= Problem =
Please return each line of the items below that contains the string "sports". Case counts.

= Exercise materials =
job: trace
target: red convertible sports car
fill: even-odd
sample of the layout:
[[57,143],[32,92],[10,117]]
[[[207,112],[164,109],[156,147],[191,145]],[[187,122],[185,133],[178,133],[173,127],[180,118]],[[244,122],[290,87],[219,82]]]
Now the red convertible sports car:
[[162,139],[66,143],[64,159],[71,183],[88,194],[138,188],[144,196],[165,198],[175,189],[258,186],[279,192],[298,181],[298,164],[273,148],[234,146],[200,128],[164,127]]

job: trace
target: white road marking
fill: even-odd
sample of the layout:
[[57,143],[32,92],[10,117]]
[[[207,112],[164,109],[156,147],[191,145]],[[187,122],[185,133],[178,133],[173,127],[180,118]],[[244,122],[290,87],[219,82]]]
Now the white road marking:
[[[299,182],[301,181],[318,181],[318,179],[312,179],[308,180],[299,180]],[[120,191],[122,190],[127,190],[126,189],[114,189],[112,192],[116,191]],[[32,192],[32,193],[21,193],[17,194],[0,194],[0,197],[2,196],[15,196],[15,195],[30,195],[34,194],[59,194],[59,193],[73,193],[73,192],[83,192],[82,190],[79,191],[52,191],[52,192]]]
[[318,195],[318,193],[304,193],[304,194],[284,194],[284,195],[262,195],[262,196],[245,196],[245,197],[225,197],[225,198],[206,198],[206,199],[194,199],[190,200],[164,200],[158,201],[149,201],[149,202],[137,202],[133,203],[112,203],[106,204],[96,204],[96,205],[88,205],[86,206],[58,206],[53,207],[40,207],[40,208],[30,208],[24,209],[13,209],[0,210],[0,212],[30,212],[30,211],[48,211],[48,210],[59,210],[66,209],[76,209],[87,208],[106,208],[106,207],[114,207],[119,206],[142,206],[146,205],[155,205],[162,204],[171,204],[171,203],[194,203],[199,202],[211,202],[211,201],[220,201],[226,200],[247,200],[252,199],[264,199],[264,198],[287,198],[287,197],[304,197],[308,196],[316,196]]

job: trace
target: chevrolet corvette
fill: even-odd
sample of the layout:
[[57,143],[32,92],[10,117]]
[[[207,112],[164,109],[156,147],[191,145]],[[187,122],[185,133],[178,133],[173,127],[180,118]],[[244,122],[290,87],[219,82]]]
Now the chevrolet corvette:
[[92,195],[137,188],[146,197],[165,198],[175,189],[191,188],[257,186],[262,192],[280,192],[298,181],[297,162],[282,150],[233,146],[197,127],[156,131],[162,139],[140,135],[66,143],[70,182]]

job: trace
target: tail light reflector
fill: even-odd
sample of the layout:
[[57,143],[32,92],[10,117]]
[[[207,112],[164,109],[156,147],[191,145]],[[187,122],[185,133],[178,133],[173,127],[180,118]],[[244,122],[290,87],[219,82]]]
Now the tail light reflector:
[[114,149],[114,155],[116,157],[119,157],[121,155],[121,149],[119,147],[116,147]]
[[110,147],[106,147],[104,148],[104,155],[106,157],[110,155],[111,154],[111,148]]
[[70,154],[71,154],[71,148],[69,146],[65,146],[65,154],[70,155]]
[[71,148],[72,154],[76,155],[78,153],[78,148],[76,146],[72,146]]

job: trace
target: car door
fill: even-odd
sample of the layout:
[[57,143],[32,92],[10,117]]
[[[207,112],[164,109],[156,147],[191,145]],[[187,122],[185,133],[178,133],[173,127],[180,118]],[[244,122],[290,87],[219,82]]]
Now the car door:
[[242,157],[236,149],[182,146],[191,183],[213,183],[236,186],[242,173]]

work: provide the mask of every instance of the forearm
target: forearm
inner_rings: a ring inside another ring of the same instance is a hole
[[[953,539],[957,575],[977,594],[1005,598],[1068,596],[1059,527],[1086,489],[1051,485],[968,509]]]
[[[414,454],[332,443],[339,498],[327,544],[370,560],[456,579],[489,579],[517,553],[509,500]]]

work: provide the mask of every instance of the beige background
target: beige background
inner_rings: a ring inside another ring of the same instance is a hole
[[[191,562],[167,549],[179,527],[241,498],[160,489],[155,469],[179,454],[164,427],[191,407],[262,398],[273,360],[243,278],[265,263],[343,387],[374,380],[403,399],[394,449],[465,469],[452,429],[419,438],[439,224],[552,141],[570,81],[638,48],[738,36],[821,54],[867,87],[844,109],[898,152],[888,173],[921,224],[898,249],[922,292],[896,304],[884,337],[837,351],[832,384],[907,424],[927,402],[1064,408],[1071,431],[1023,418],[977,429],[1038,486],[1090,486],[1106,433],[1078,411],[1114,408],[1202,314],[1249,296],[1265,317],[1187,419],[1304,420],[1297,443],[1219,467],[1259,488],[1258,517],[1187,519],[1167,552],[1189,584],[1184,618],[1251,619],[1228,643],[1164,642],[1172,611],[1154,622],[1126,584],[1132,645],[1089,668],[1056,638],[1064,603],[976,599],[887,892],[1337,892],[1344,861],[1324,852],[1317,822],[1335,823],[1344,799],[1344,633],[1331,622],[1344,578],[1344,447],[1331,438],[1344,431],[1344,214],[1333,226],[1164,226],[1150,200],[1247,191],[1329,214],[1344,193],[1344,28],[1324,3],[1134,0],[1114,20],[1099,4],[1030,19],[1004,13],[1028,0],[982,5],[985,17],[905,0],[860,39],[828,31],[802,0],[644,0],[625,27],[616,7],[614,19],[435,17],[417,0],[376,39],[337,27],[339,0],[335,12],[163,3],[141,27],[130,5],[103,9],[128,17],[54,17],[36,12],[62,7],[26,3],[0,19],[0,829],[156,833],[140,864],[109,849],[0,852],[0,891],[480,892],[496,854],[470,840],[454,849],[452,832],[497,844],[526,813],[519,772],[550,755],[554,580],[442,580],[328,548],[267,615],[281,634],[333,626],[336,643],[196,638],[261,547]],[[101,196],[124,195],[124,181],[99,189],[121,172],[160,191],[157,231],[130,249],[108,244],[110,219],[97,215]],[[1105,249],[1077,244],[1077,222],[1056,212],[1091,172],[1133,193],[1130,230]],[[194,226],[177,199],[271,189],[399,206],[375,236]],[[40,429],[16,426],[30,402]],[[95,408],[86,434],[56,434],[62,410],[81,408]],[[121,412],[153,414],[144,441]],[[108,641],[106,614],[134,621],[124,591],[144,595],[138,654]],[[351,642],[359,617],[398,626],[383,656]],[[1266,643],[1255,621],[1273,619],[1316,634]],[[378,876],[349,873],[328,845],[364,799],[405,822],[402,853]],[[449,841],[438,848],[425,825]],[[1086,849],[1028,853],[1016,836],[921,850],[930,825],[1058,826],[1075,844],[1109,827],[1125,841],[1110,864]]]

= Output for this exercise =
target: red convertible sports car
Now the red convertible sports car:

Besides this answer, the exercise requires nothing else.